READING TEXT below:
When Senate candidates struggle with the basics

Republican senatorial candidate State Sen. Joni Ernst, speaks during the Iowa Faith and Freedom Coalition fall fundraiser on Sept. 27, 2014, in Des Moines, Iowa. (Justin Hayworth/AP)
Republican senatorial candidate State Sen. Joni Ernst, speaks during the Iowa Faith and Freedom Coalition fall fundraiser on Sept. 27, 2014, in Des Moines, Iowa.
The political world spends a fair amount of time considering the role of low-information voters in an election. But what happens when the line between low-information voters and candidates is blurred?
Iowa is home to one of the nation's most competitive U.S. Senate races, and last night, the major party candidates -- Rep. Bruce Braley (D) and state Sen. Joni Ernst (R) -- faced off in a lively televised debate. The Des Moines Register reported on some of the highlights.

[Ernst's] low point was "stubbornly pushing the claim that Obamacare cut Medicare benefits, an argument repeatedly debunked by nonpartisan fact checkers, and her confusion on a question about current 'job-killing' regulations, where she cited cap-and-trade, which is not law," [Kedron Bardwell, an associate professor of political science at Simpson College in Indianola] said. [Dennis Goldford, a Drake University political scientist] said Ernst is "an excellent performer." "She looks right at the camera. She seems to radiate a certain kind of confidence," he said. But Ernst didn't often say anything of substance, Goldford said.
End of READING TEXT.
INFORMATION SHOWN below:
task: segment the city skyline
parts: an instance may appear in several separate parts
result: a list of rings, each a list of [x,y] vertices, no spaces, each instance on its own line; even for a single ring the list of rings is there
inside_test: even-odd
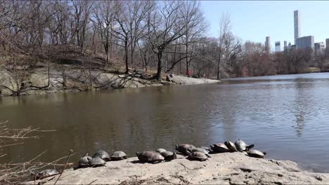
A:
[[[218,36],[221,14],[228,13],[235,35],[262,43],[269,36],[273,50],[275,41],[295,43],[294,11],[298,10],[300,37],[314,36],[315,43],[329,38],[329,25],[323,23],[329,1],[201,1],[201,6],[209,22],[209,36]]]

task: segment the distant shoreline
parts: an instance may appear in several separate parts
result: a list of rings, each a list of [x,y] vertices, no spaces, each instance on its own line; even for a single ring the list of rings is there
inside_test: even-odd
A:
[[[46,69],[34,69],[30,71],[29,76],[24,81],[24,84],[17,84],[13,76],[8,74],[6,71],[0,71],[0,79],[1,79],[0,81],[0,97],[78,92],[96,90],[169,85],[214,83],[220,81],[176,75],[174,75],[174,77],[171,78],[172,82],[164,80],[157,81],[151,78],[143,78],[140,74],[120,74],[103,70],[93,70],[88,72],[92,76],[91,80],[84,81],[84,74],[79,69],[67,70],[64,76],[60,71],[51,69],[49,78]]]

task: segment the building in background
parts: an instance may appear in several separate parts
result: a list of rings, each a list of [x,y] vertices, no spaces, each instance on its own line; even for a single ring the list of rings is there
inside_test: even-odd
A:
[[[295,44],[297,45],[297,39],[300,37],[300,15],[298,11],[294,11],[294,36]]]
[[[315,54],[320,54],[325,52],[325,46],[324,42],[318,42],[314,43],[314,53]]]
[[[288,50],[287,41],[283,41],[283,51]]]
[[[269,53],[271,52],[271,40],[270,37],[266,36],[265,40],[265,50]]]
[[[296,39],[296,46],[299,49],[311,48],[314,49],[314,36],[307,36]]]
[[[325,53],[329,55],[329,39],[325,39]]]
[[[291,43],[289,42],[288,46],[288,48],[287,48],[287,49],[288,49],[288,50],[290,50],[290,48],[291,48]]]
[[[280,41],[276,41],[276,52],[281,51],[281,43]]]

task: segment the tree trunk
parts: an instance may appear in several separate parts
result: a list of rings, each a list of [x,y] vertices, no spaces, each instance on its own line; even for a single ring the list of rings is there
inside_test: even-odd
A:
End of INFORMATION SHOWN.
TASK DESCRIPTION:
Print the article on the Iowa Senate race word for word, from "The political world" up to and including "of the highlights.".

FINAL ANSWER:
The political world spends a fair amount of time considering the role of low-information voters in an election. But what happens when the line between low-information voters and candidates is blurred?
Iowa is home to one of the nation's most competitive U.S. Senate races, and last night, the major party candidates -- Rep. Bruce Braley (D) and state Sen. Joni Ernst (R) -- faced off in a lively televised debate. The Des Moines Register reported on some of the highlights.